* [What is being asked]: Write the data out again, character for character, with no images.

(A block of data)

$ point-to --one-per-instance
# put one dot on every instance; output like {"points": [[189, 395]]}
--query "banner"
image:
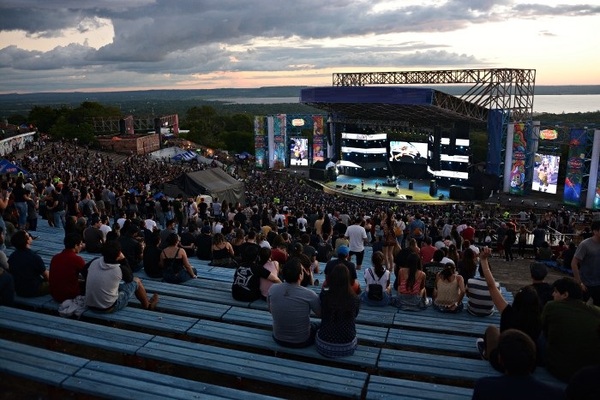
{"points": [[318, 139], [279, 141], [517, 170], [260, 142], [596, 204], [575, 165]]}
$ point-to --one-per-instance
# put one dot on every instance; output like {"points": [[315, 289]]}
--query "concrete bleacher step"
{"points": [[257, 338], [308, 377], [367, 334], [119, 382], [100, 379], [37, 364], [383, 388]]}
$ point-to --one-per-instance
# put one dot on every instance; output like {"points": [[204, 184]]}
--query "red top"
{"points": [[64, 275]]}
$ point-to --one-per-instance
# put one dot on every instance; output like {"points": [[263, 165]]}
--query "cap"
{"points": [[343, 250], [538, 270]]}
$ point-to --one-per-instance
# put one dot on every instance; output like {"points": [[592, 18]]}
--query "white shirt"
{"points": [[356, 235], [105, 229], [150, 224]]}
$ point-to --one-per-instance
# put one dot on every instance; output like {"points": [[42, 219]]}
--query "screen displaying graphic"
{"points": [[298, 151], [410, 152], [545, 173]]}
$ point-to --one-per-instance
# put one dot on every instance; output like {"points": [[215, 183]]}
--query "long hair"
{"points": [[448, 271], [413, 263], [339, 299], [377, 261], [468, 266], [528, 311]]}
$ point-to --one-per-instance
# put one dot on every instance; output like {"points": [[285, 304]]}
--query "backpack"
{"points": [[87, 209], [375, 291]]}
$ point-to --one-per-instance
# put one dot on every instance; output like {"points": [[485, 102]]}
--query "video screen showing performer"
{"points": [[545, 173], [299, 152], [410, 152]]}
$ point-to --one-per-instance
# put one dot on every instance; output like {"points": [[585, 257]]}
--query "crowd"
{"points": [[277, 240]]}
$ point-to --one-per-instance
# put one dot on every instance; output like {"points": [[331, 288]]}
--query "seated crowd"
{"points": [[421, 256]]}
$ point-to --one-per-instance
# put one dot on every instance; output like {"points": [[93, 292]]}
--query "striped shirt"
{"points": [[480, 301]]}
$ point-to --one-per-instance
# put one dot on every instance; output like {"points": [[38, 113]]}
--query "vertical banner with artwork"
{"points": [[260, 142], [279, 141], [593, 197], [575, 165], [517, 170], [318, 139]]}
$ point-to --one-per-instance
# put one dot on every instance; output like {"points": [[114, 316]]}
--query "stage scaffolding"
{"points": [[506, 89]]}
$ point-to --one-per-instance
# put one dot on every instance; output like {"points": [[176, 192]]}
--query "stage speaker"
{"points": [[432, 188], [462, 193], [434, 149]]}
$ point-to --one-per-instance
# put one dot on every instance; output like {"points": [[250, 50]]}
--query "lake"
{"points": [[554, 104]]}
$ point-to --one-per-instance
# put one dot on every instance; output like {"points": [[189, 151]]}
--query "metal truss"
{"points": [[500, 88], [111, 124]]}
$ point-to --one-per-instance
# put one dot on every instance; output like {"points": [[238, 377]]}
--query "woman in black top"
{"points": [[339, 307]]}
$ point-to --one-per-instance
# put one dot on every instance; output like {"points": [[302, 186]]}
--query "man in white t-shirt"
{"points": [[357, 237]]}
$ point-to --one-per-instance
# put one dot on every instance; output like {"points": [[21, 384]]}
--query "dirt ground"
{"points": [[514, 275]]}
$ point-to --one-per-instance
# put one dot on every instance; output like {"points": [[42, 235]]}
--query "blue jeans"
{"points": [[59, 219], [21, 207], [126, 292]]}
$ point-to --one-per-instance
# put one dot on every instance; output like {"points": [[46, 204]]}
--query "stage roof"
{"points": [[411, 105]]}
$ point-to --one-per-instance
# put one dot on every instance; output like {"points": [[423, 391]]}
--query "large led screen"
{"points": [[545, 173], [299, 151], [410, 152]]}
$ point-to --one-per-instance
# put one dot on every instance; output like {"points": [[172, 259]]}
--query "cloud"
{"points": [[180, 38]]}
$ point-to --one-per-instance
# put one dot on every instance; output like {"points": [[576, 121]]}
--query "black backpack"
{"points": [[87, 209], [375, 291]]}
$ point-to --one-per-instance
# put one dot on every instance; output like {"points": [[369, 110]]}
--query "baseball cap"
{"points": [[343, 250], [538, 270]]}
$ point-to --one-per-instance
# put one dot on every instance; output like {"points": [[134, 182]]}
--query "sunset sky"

* [Exercise output]:
$ point-to --one-per-instance
# put one dot on every instance; output like {"points": [[189, 395]]}
--query "banner"
image:
{"points": [[318, 139], [279, 141], [517, 170], [260, 142], [596, 204], [575, 165]]}
$ point-to --one-per-instance
# put one dot on every instance; output like {"points": [[315, 289]]}
--query "concrete bleacher step"
{"points": [[257, 338], [308, 377], [367, 334], [119, 382], [100, 379], [37, 364], [383, 388]]}
$ point-to --one-per-instance
# put one dot on every instance; output like {"points": [[204, 184]]}
--query "red top"
{"points": [[64, 275]]}
$ point-to --one-per-instance
# put one dot on every instance; output like {"points": [[263, 165]]}
--query "cap"
{"points": [[343, 250], [538, 270]]}
$ point-to --one-per-instance
# put one dot on every instance; output like {"points": [[592, 18]]}
--query "white shirt"
{"points": [[356, 235], [105, 229], [150, 224]]}
$ point-to --one-per-instance
# put one dot on every instance; output like {"points": [[42, 219]]}
--query "screen displaying graphic"
{"points": [[298, 151], [410, 152], [545, 173]]}
$ point-to --one-per-instance
# put one dot on every instance; output like {"points": [[215, 183]]}
--query "long hair"
{"points": [[448, 271], [413, 263], [339, 299], [377, 261], [468, 266], [528, 311]]}
$ point-to --one-per-instance
# put one dot on every instance; output like {"points": [[285, 304]]}
--query "backpack"
{"points": [[87, 209], [375, 291]]}
$ point-to --one-per-instance
# put one dot on every instance; output like {"points": [[485, 102]]}
--query "video screen showing performer"
{"points": [[545, 173], [299, 152], [410, 152]]}
$ point-to --one-per-instance
# put one dot on every instance; output like {"points": [[585, 257]]}
--query "crowd"
{"points": [[277, 240]]}
$ point-to --one-per-instance
# put one dot on every instance; output like {"points": [[331, 288]]}
--query "seated crowd"
{"points": [[421, 256]]}
$ point-to --one-per-instance
# put one dot on every instance; output like {"points": [[93, 292]]}
--query "striped shirt"
{"points": [[480, 301]]}
$ point-to --one-per-instance
# put one dot on every instance; output like {"points": [[38, 113]]}
--query "vertical banner with artwork"
{"points": [[260, 142], [279, 141], [593, 197], [575, 165], [517, 170], [318, 139]]}
$ point-to --one-per-instance
# put one dot on every instance; output like {"points": [[114, 316]]}
--query "stage scaffolding"
{"points": [[506, 89]]}
$ point-to --one-per-instance
# put one dot on every instance; output like {"points": [[176, 192]]}
--query "stage speaker"
{"points": [[432, 188], [462, 193], [434, 149]]}
$ point-to --one-per-instance
# put one dot on every instance; output like {"points": [[250, 50]]}
--query "lake"
{"points": [[554, 104]]}
$ point-to --one-per-instance
# put one dot on every instance; output like {"points": [[189, 151]]}
--query "metal truss"
{"points": [[500, 88], [111, 124]]}
$ point-to --one-per-instance
# put one dot on every instance; output like {"points": [[238, 377]]}
--query "woman in black top"
{"points": [[339, 307]]}
$ point-to --one-per-instance
# put one dot on every instance; output like {"points": [[302, 186]]}
--query "man in white t-shirt"
{"points": [[357, 237]]}
$ point-to --one-per-instance
# put one dot on every instance; output like {"points": [[21, 384]]}
--query "dirt ground"
{"points": [[514, 275]]}
$ point-to --one-per-instance
# put one dot on every instance; output like {"points": [[42, 235]]}
--query "blue jeans"
{"points": [[59, 219], [21, 207], [126, 292]]}
$ point-to --one-per-instance
# put one dot on every instance; output like {"points": [[46, 204]]}
--query "stage roof"
{"points": [[411, 105]]}
$ point-to --one-per-instance
# put one dot on every instance; output like {"points": [[423, 391]]}
--query "large led screen"
{"points": [[545, 173], [299, 151], [410, 152]]}
$ point-to --one-per-instance
# put one dot on every instance; output like {"points": [[172, 259]]}
--query "cloud"
{"points": [[180, 38]]}
$ point-to --one-per-instance
# put one dot on every instance; output like {"points": [[576, 121]]}
--query "black backpack"
{"points": [[87, 209], [375, 291]]}
$ point-to --one-per-instance
# put one dot on every instance; output like {"points": [[369, 110]]}
--query "baseball cap"
{"points": [[343, 250], [538, 270]]}
$ point-to --one-per-instance
# put one dot on every instance; output like {"points": [[134, 182]]}
--query "sunset sky"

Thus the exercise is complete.